Coordinate annotation entries:
# # # # #
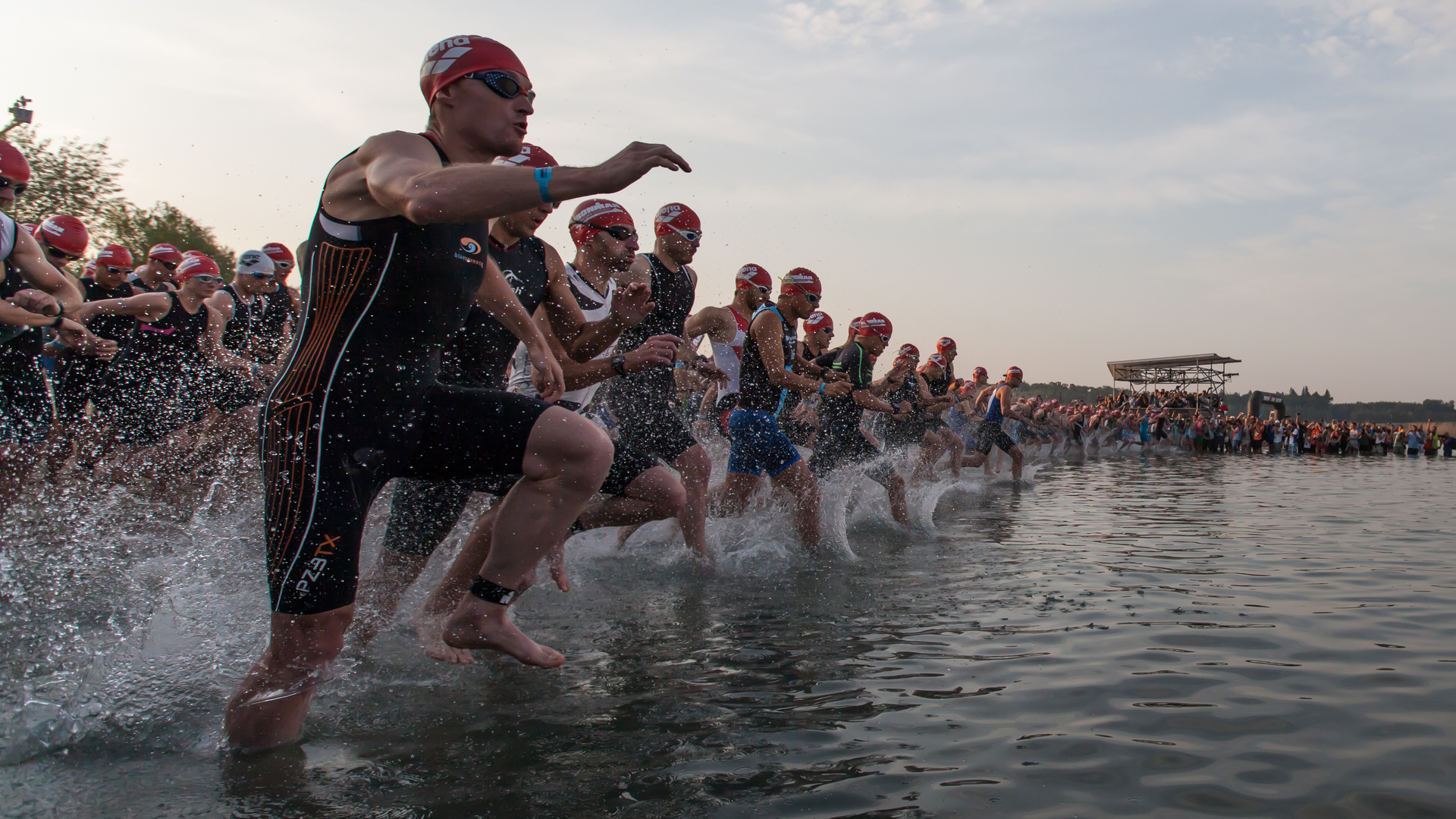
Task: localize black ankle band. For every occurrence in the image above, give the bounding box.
[470,574,521,606]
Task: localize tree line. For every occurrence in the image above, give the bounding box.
[5,125,236,271]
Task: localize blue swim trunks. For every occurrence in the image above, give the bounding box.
[728,408,799,478]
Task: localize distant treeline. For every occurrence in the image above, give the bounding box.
[1018,381,1456,422]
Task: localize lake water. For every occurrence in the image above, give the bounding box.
[0,456,1456,819]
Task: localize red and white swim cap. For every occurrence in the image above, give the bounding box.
[491,143,560,168]
[779,267,824,296]
[859,313,896,338]
[419,33,530,103]
[35,213,90,256]
[652,202,703,236]
[259,242,293,270]
[172,251,221,284]
[571,199,636,246]
[147,242,182,264]
[96,245,131,270]
[804,310,834,334]
[734,262,774,293]
[0,140,30,185]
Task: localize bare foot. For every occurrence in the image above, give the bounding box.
[410,599,475,666]
[444,596,566,669]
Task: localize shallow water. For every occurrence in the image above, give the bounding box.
[0,456,1456,817]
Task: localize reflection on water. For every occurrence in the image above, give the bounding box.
[0,456,1456,817]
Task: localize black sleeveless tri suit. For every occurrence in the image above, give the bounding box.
[262,135,548,615]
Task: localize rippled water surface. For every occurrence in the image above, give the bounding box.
[0,456,1456,817]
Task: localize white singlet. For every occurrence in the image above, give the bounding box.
[709,307,748,400]
[508,262,617,411]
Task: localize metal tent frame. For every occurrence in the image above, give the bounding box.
[1106,353,1242,395]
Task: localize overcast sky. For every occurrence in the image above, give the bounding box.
[0,0,1456,400]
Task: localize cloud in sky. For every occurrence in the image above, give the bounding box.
[11,0,1456,400]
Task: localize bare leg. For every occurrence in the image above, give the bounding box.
[877,472,910,526]
[673,443,714,561]
[714,472,761,517]
[444,406,611,667]
[223,606,354,751]
[768,459,820,557]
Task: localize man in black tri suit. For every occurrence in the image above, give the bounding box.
[224,36,687,749]
[611,202,725,560]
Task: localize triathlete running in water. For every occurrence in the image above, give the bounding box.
[224,36,687,748]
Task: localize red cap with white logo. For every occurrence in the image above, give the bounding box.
[419,33,529,102]
[734,262,774,293]
[571,199,636,246]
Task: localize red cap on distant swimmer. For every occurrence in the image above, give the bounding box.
[859,313,896,338]
[779,267,824,296]
[96,245,131,270]
[652,202,703,237]
[35,213,90,256]
[173,251,221,284]
[419,33,529,103]
[259,242,293,271]
[147,242,182,264]
[804,310,834,334]
[571,199,636,245]
[734,262,774,293]
[0,140,30,185]
[491,143,560,168]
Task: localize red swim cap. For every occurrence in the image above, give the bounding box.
[859,313,896,338]
[491,143,560,168]
[172,251,223,284]
[96,245,131,270]
[419,33,530,103]
[652,202,703,236]
[804,310,834,334]
[779,267,824,296]
[0,140,30,185]
[35,213,90,256]
[147,242,182,264]
[259,242,294,270]
[571,199,636,246]
[734,262,774,293]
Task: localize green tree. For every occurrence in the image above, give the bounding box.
[6,125,122,234]
[106,201,237,274]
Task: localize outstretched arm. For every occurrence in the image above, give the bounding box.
[355,131,692,224]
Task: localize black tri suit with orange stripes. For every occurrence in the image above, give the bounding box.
[262,135,548,615]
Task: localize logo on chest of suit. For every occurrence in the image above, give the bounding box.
[456,236,485,267]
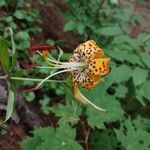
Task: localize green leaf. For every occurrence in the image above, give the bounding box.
[115,84,128,98]
[16,31,30,40]
[14,10,26,19]
[140,52,150,68]
[77,22,85,34]
[114,64,132,83]
[24,92,35,102]
[4,82,16,122]
[21,136,42,150]
[115,119,150,150]
[64,20,76,31]
[96,27,123,36]
[136,81,150,101]
[6,28,17,70]
[51,87,81,125]
[132,67,148,86]
[85,83,124,129]
[21,124,82,150]
[0,38,11,73]
[0,0,7,7]
[90,130,117,150]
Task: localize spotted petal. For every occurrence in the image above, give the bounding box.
[73,40,103,62]
[72,69,101,90]
[88,58,110,76]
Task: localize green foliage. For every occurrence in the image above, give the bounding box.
[21,124,82,150]
[0,0,150,150]
[0,39,11,73]
[115,119,150,150]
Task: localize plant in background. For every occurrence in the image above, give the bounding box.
[0,28,110,120]
[64,0,150,150]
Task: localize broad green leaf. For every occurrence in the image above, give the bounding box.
[136,81,150,101]
[14,10,26,19]
[140,52,150,68]
[24,92,35,102]
[21,124,82,150]
[85,83,124,129]
[16,31,30,40]
[64,20,76,31]
[0,0,7,7]
[77,22,85,34]
[90,130,117,150]
[114,64,132,83]
[115,84,128,98]
[0,38,11,73]
[115,119,150,150]
[20,136,43,150]
[132,67,148,86]
[51,87,81,124]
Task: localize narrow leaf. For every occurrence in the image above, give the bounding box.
[0,38,11,73]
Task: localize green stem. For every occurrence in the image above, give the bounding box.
[0,76,65,83]
[0,76,6,80]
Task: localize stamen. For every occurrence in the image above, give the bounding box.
[35,68,77,89]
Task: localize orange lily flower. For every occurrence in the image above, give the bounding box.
[27,40,110,111]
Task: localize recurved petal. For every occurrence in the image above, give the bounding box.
[73,40,103,62]
[72,70,101,90]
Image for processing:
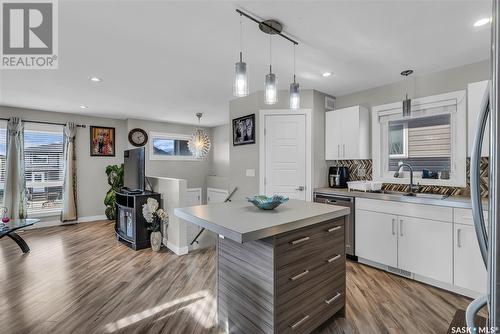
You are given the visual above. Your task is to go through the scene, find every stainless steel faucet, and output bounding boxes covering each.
[394,162,418,194]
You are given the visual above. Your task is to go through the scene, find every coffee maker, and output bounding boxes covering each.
[328,167,349,188]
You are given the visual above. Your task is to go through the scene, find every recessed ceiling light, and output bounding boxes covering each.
[474,17,491,27]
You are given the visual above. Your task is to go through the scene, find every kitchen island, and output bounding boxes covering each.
[174,200,350,333]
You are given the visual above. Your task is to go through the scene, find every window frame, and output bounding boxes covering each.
[148,131,197,161]
[372,90,467,187]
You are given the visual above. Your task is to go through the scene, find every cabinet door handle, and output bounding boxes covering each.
[457,228,462,248]
[325,292,342,305]
[290,270,309,281]
[327,226,342,233]
[290,315,309,329]
[326,254,340,263]
[290,237,311,245]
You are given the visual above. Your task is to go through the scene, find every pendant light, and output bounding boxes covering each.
[290,44,300,109]
[233,14,248,97]
[264,34,278,104]
[188,112,211,159]
[401,70,413,117]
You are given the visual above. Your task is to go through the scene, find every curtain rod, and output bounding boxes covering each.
[0,117,87,129]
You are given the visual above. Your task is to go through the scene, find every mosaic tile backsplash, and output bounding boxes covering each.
[329,158,488,197]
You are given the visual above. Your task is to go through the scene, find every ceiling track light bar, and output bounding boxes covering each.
[236,9,299,45]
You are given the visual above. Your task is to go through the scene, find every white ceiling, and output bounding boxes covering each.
[0,0,491,126]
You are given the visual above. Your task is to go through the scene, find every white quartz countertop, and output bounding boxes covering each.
[174,200,350,243]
# # # # #
Stated problem -> Copy out the stretch of items from the line containing "Task: localize logo" through the line containing "[456,236,485,267]", reproducing each line without any change.

The result ->
Task: localize logo on chest of suit. For every occurrence in the image above, give the bounding box.
[456,236,485,267]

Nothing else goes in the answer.